Extrait source:

Vendredi 03 mai 2024

Politique

« La liberté d’expression : un bien précieux cher aux Burundais ! »

17/06/2013 Commentaires fermés sur « La liberté d’expression : un bien précieux cher aux Burundais ! »

La Rédaction d’Iwacu recevait ce mardi 11 juin Parfait Onanga Anyanga, le Représentant du Secrétaire Général des Nations Unies au Burundi. Au cœur de la rencontre, l’actualité du Burundi avec la nouvelle loi sur la presse, la CVR, la CNTB ou encore la situation politique du pays.

M. Parfait Onanga Anyanga, lors de la rencontre avec les Rédactions d'Iwacu ©Iwacu
M. Parfait Onanga Anyanga, lors de la rencontre avec les Rédactions d’Iwacu ©Iwacu

L’atelier organisé par le BNUB en mars dernier a été positivement salué par les acteurs politiques et les organisations de la Société civile burundais. Une initiative portée à votre actif. Qu’est-ce qui vous a poussé à l’organiser ?

Disons que cet atelier rentre dans le cadre de notre mandat ici au Burundi, qui vise entre autres à promouvoir le dialogue politique, en vue de l’émergence l’une démocratie participative, mais aussi et surtout inclusive. Quand je suis arrivé à Bujumbura, j’ai eu conscience qu’il serait difficile de mener une telle mission si la classe politique n’avait pas l’opportunité de se retrouver autour d’une table pour d’échanger sur les divergences et les points communs en vue de continuer les efforts de bâtir une démocratie véritable au Burundi. Je dois dire d’ailleurs que j’ai été encouragé par la réponse plutôt positive que j’ai reçue de part et d’autres. Je dois d’ailleurs rendre hommage aux autorités gouvernementales du Burundi dans ce sens : le Chef de l’État, lors de la première audience qu’il m’a accordée, m’a clairement dit que le retour au Burundi était un droit constitutionnel. Même message de la part du ministre des Relations extérieures, ou de l’Intérieur. J’ai eu aussi une réponse positive de la part de l’opposition.

Données d'entrée:
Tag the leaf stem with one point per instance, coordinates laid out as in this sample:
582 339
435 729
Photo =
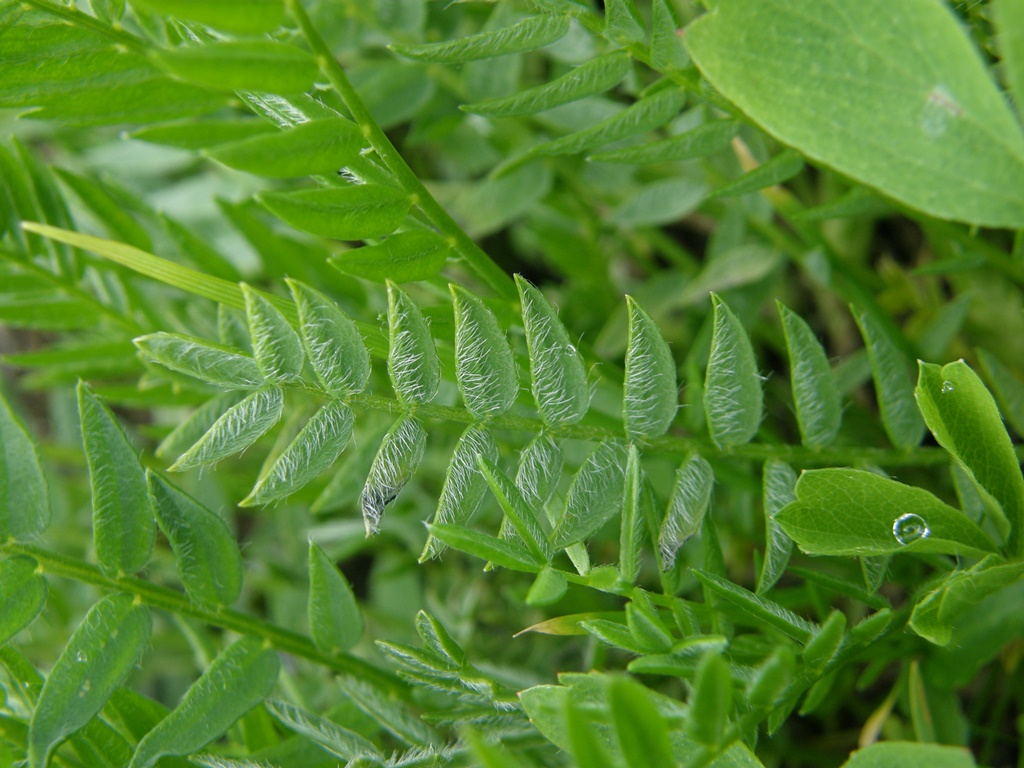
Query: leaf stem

Tâches:
- A) Renvoyez le passage de l'extrait qui va de « 17/06/2013 Commentaires fermés » jusqu'à « politique du pays. » inclus, sans rien y modifier.
- B) Modifiez tous les enregistrements en remplaçant « leaf stem » par « flower stem », sans rien changer d'autre. Redonnez-les sans les images.
L'extrait et les enregistrements proviennent de sources différentes.

Solutions complètes:
- A)
17/06/2013 Commentaires fermés sur « La liberté d’expression : un bien précieux cher aux Burundais ! »

La Rédaction d’Iwacu recevait ce mardi 11 juin Parfait Onanga Anyanga, le Représentant du Secrétaire Général des Nations Unies au Burundi. Au cœur de la rencontre, l’actualité du Burundi avec la nouvelle loi sur la presse, la CVR, la CNTB ou encore la situation politique du pays.

- B)
Tag the flower stem with one point per instance, coordinates laid out as in this sample:
582 339
435 729
Photo =
Query: flower stem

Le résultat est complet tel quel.